Da auf dem Friedhof keine Begräbnisse mehr stattfinden, gilt die aufgelassene Anlage rechtlich als Grünfläche, erläutert Karin Degenhardt vom Fachbereich Umwelt und Stadtgrün der Landeshauptstadt. „Das ist ein öffentlicher Bereich.“ So wäre etwa ein Alkoholverbot rechtlich problematisch. Die Stadt ließ bereits 2011 eine Toilette aufstellen, um das Urinieren auf Gräber und an die Gartenkirche zu beenden.

━━━━━━━━━━━━━━━━━━━━━━━━━━━━━━

## Aufgabenstellung
Aktualisiere im Auszug über den Friedhof die Passage von „Da auf dem Friedhof“ bis einschließlich „Gartenkirche zu beenden.“, indem du „Alkoholverbot“ durch „Rauchverbot“ ersetzt. Die Daten haben mit dem Auszug über den Friedhof nichts zu tun.

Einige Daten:
━━━━━━━━━━━━━━━━━━━━━━━━━━━━━━

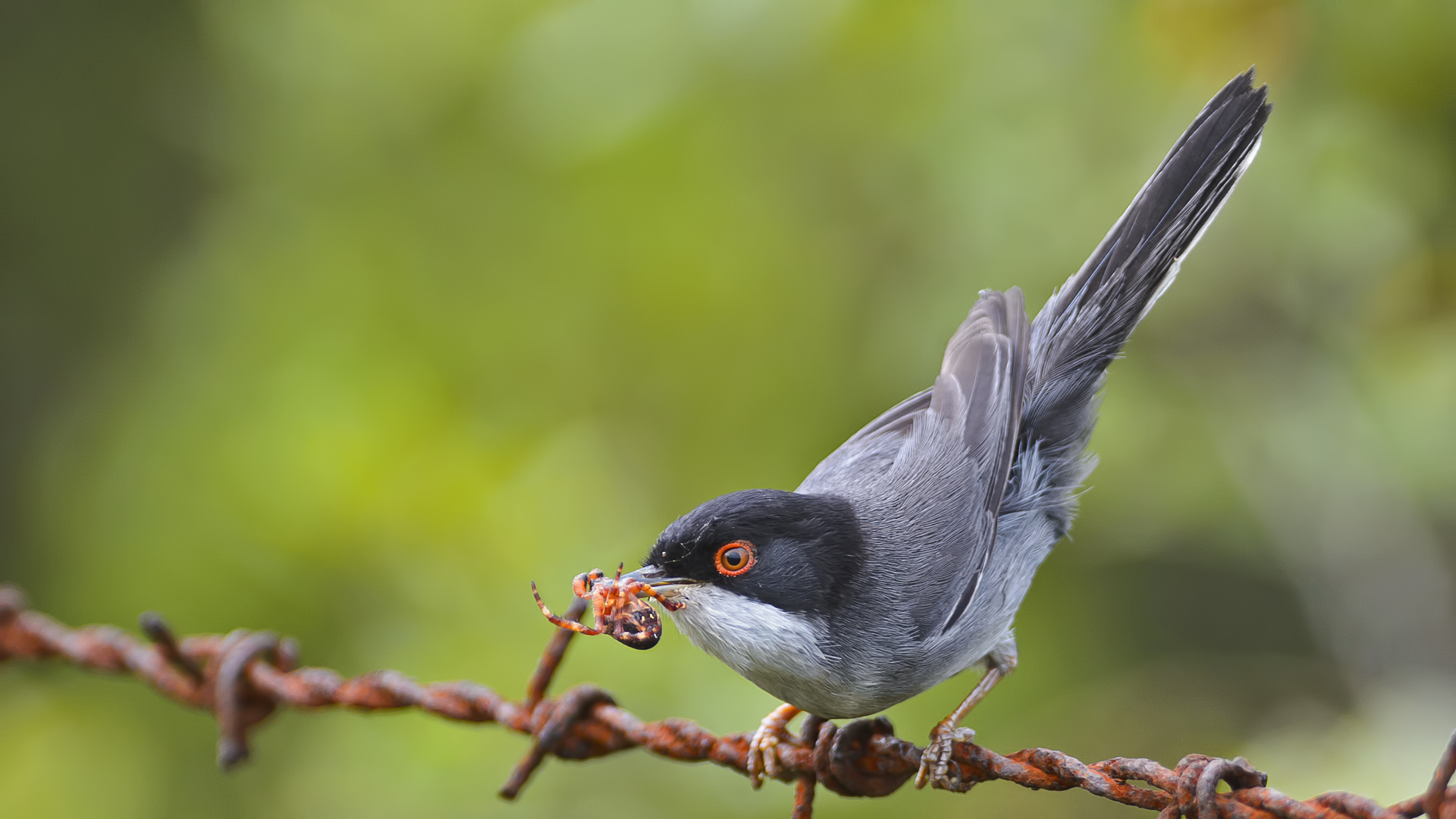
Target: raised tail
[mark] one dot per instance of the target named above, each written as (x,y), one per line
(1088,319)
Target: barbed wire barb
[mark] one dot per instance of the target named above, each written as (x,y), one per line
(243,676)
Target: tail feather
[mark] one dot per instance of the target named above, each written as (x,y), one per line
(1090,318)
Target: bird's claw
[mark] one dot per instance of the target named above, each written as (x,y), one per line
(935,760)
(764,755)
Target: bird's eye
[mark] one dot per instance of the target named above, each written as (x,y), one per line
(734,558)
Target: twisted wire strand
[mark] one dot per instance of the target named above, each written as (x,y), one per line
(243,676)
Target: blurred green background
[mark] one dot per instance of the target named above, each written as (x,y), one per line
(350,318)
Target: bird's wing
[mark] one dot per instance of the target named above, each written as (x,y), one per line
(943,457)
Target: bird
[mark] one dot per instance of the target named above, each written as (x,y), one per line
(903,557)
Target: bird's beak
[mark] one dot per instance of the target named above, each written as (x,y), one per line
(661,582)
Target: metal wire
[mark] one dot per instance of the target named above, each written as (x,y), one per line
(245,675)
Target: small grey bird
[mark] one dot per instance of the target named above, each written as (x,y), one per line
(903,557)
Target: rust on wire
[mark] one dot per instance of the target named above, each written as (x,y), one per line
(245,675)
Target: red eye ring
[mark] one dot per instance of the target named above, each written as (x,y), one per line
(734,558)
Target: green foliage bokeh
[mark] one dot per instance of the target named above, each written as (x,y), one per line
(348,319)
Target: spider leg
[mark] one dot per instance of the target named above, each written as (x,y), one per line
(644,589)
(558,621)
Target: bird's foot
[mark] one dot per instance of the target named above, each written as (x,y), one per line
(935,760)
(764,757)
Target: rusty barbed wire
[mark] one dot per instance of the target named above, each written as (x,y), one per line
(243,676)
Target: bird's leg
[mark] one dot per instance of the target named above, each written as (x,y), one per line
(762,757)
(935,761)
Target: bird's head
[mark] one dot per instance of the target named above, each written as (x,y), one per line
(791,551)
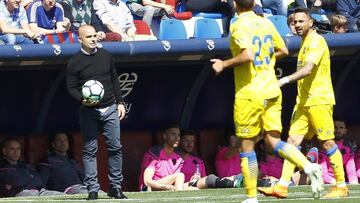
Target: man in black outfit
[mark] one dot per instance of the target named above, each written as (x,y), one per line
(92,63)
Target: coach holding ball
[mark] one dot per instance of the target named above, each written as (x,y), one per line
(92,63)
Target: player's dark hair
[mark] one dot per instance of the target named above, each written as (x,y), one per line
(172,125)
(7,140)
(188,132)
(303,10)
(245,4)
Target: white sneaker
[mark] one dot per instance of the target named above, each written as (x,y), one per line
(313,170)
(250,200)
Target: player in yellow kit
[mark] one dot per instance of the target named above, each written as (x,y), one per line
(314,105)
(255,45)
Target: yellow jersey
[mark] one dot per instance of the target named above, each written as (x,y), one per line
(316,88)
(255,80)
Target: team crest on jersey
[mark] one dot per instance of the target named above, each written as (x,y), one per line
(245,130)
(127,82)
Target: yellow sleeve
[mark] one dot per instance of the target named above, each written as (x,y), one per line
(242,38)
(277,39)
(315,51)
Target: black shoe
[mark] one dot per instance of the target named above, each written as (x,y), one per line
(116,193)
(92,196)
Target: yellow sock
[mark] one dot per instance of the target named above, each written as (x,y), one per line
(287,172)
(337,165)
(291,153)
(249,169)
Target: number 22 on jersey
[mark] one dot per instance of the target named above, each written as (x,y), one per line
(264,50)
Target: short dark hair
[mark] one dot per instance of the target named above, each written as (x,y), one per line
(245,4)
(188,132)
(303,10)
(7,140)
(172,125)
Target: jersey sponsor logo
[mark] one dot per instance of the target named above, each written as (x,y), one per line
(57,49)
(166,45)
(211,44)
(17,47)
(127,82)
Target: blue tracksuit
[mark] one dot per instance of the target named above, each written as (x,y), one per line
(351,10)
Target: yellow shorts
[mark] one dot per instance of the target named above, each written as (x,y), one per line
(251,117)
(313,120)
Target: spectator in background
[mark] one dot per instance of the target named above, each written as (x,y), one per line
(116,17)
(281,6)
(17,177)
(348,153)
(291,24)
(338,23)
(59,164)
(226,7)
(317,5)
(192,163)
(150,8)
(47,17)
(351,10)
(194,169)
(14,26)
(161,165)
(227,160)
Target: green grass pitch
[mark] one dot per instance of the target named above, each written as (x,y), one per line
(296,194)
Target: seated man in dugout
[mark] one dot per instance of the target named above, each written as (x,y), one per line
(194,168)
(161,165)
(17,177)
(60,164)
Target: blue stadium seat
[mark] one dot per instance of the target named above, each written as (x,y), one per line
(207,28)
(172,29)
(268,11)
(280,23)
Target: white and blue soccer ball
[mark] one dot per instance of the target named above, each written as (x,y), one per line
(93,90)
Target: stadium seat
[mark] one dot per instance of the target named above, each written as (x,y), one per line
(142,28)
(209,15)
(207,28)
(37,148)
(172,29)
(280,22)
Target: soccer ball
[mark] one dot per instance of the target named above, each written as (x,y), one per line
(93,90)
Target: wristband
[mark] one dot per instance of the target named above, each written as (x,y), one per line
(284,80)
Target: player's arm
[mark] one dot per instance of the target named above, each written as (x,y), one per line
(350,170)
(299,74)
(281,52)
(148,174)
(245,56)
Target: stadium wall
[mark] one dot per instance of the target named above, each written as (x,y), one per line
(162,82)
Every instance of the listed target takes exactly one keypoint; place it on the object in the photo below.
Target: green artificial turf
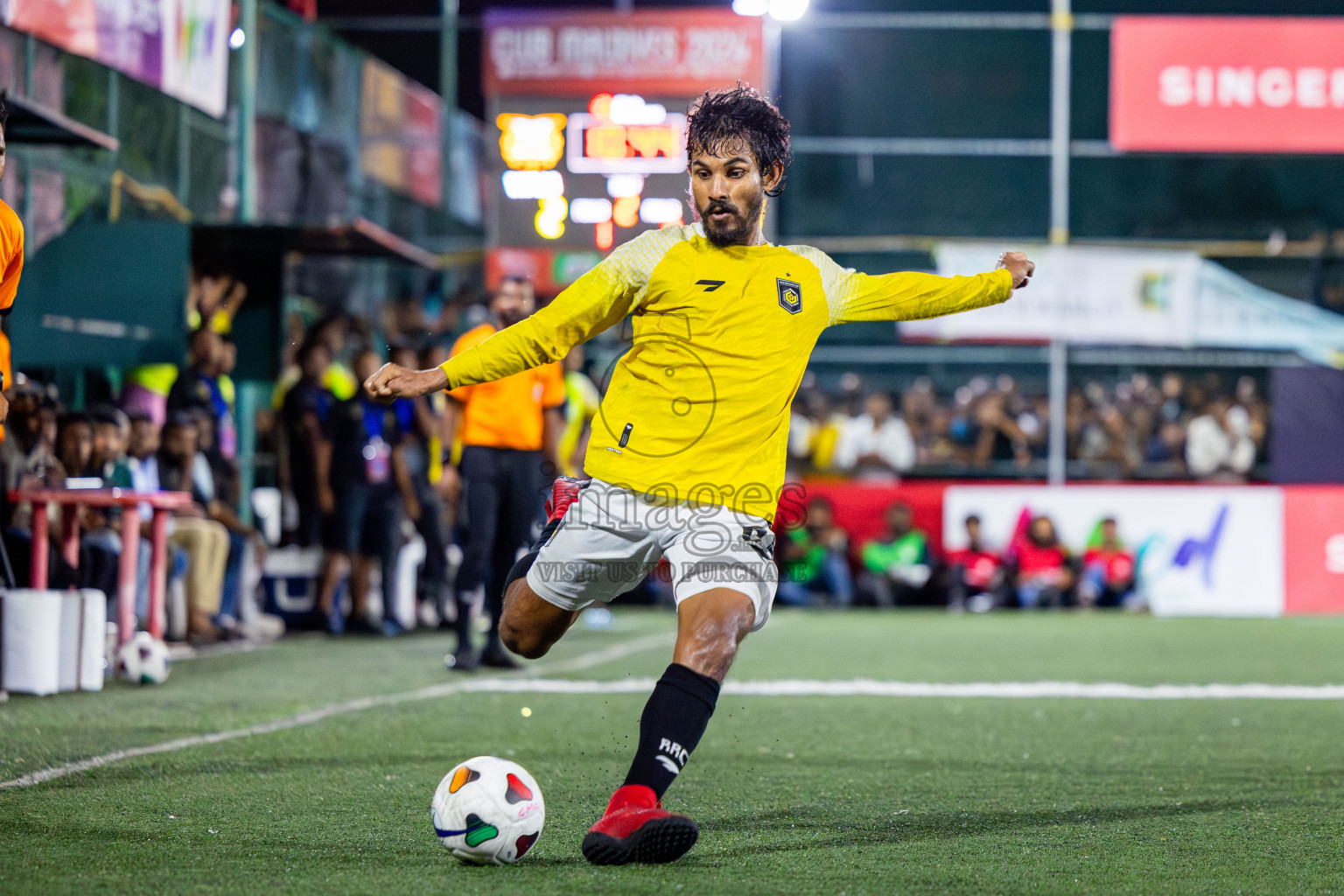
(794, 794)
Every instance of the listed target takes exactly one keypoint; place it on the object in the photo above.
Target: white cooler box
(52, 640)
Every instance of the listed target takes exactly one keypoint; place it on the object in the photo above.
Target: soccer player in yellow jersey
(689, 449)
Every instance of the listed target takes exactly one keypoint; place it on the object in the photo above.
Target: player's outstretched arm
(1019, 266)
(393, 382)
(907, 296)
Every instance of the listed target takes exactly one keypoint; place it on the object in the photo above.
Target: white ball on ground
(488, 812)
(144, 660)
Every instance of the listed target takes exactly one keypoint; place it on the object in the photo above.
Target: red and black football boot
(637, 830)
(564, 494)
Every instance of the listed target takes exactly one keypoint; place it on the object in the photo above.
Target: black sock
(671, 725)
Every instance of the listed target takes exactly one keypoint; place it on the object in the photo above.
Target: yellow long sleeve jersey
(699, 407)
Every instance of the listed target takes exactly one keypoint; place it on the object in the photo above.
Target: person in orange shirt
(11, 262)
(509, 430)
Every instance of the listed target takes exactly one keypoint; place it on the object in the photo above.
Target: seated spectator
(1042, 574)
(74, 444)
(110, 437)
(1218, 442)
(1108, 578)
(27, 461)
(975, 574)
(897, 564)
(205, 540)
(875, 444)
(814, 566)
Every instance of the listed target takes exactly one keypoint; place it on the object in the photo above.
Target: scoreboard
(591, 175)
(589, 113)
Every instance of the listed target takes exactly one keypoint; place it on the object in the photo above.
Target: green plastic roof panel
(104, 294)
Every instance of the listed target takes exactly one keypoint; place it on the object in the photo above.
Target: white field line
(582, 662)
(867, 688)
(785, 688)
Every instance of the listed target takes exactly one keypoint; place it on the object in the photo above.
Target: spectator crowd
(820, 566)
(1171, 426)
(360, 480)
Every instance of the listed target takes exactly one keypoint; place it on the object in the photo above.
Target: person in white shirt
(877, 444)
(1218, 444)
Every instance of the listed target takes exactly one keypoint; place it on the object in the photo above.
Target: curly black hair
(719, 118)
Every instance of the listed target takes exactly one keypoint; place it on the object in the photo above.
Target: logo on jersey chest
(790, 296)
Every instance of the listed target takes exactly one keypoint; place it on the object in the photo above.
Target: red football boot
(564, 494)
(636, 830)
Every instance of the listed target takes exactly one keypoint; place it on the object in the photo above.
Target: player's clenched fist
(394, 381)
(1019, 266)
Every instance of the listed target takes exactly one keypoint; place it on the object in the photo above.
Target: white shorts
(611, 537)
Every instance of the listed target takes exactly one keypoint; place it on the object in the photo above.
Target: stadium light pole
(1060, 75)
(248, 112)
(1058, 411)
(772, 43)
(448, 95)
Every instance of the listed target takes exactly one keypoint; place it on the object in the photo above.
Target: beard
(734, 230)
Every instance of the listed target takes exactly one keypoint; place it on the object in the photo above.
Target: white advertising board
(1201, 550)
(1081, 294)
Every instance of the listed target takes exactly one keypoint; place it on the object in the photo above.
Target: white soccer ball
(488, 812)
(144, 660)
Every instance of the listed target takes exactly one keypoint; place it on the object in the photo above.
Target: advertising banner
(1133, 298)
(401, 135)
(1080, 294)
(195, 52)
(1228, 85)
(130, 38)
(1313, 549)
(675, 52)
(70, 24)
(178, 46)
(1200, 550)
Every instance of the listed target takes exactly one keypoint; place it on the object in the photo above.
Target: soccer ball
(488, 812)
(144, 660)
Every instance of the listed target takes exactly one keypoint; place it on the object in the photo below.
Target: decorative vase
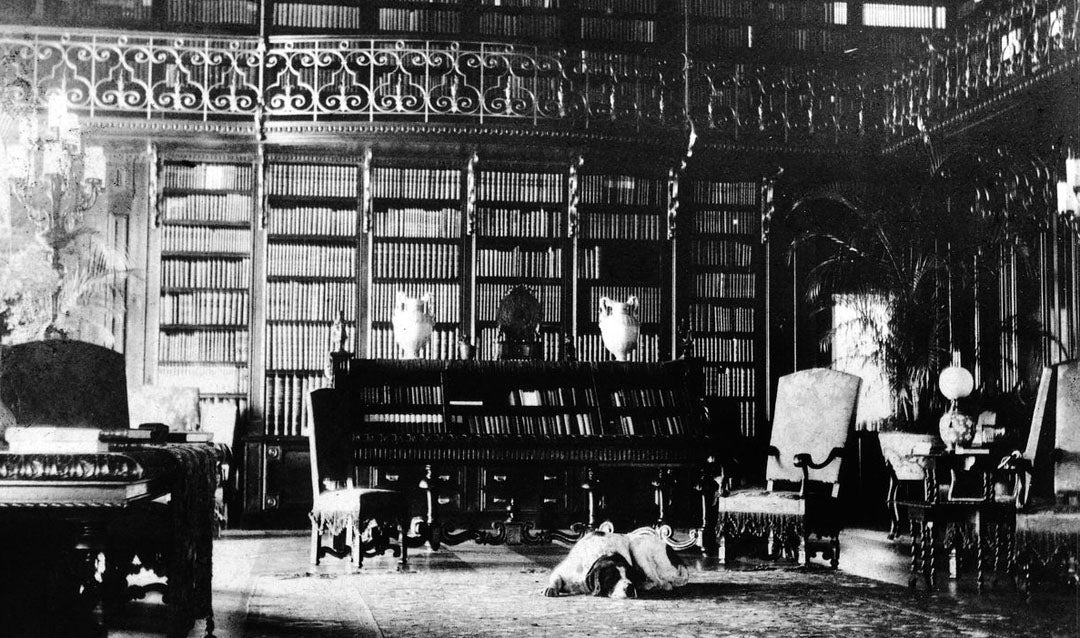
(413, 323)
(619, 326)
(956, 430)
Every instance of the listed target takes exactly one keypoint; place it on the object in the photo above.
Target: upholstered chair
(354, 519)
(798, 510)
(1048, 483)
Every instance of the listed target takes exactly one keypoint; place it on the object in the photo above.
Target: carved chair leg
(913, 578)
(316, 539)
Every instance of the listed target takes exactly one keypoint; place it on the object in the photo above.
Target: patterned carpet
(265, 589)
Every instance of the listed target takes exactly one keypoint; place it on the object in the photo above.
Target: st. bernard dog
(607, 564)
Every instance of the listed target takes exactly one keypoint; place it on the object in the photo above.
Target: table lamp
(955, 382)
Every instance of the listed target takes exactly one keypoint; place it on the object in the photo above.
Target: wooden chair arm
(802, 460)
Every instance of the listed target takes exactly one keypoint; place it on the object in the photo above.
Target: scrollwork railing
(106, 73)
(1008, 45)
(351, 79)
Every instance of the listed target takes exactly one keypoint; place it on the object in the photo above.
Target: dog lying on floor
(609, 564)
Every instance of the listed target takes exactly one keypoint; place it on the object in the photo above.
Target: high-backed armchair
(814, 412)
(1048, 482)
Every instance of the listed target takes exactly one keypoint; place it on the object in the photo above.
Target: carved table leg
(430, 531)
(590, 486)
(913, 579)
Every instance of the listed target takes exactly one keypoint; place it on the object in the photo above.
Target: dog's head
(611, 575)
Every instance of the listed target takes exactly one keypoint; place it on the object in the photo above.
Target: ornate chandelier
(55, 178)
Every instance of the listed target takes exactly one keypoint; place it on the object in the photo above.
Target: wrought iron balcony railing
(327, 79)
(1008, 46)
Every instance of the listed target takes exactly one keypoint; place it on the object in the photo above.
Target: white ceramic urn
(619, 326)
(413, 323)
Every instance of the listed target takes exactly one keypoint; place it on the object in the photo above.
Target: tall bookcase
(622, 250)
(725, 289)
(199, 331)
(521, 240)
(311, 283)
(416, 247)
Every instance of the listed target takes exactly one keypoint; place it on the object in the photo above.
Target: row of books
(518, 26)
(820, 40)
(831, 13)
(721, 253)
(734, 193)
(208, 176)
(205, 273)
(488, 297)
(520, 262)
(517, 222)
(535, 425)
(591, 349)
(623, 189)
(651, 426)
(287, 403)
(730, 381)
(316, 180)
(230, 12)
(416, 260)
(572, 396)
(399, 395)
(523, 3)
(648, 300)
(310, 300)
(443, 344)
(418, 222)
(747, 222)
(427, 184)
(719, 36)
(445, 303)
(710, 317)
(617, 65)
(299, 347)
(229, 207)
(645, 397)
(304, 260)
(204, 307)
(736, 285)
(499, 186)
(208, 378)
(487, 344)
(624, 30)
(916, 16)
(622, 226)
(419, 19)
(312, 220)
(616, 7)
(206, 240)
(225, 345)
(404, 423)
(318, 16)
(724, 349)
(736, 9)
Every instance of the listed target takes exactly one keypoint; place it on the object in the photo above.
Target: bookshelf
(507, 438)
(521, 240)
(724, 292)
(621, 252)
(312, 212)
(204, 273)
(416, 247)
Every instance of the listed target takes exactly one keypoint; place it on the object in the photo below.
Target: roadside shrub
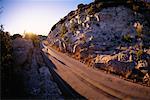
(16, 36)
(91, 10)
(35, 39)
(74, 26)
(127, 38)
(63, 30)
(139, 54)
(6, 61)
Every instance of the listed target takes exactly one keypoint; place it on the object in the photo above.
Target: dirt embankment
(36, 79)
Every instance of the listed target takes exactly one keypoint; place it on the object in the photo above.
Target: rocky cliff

━━━━━━━━━━━━━━━━━━━━━━━━━━━━━━

## Endgültige Antwort
Da auf dem Friedhof keine Begräbnisse mehr stattfinden, gilt die aufgelassene Anlage rechtlich als Grünfläche, erläutert Karin Degenhardt vom Fachbereich Umwelt und Stadtgrün der Landeshauptstadt. „Das ist ein öffentlicher Bereich.“ So wäre etwa ein Rauchverbot rechtlich problematisch. Die Stadt ließ bereits 2011 eine Toilette aufstellen, um das Urinieren auf Gräber und an die Gartenkirche zu beenden.